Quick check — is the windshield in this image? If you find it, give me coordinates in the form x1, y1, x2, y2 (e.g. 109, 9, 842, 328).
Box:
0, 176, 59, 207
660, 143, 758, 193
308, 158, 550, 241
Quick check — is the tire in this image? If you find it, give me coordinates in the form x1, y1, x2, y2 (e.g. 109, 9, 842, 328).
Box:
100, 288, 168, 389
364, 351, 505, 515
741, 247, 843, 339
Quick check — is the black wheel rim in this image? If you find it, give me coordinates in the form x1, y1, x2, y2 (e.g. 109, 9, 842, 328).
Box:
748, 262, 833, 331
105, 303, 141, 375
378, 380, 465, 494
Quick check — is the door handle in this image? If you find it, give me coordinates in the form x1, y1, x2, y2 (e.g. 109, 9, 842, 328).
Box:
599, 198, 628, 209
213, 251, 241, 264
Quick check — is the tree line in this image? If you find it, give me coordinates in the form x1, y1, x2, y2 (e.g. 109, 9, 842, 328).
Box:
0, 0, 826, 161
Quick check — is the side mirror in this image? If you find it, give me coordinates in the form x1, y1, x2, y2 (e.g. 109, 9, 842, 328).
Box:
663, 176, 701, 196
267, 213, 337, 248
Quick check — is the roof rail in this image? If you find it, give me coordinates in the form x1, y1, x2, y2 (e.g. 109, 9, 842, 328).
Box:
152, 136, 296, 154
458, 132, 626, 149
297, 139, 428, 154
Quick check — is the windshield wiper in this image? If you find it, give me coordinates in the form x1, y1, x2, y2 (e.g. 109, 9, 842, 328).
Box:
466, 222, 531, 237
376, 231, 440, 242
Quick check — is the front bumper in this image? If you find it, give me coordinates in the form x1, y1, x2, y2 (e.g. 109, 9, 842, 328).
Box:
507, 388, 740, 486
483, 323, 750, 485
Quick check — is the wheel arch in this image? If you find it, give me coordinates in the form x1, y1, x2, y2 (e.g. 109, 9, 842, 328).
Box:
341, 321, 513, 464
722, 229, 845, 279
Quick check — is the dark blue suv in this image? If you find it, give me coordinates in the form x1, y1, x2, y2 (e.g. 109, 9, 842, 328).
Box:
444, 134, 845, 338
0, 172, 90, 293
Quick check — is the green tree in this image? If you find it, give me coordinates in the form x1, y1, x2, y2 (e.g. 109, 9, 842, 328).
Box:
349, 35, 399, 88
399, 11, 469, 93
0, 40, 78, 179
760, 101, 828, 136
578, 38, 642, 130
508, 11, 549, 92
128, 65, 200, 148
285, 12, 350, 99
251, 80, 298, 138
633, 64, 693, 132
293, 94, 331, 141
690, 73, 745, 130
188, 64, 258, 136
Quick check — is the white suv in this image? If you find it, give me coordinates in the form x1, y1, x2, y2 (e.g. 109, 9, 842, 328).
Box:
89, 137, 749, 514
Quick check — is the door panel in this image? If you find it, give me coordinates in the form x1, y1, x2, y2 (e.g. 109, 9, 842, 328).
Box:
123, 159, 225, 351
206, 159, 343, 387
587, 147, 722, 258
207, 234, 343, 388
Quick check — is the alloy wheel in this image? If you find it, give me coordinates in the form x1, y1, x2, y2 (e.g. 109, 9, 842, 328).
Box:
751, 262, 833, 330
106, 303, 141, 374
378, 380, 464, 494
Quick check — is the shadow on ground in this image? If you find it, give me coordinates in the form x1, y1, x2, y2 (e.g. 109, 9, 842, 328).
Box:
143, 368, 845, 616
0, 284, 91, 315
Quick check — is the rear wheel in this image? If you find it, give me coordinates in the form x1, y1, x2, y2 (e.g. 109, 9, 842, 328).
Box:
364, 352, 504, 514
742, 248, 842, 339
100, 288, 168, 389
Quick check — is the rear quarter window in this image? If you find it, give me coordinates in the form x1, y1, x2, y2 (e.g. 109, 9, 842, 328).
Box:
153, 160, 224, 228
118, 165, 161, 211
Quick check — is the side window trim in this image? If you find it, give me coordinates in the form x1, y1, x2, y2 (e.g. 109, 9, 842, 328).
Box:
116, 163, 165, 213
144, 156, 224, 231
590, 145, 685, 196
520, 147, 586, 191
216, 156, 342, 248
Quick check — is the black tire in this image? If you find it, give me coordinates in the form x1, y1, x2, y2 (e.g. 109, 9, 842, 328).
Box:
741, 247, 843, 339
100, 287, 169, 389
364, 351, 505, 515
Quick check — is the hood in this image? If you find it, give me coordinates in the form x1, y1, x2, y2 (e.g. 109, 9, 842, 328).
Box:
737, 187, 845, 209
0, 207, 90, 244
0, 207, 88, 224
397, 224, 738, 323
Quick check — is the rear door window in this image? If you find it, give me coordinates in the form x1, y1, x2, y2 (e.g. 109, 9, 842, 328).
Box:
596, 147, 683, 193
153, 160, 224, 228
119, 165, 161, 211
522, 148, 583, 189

----

取り組む作業
「Quick check — is the rear quarter」を含む行から「118, 165, 161, 211」を含む行まで(両端を含む)を、列名「入力」「出力」の2列CSVとして出力してください。1件につき1行とし、「入力」には文面を、「出力」にはその答えを入れ、各フィールドは改行を空白に置き換えて引用符で囲んでください。

本演習の結果
入力,出力
"Quick check — is the rear quarter window in this image? If you find it, give me coordinates in the form x1, y1, x2, y2 (e.g. 109, 9, 842, 328). Box:","153, 160, 224, 228 118, 165, 161, 211"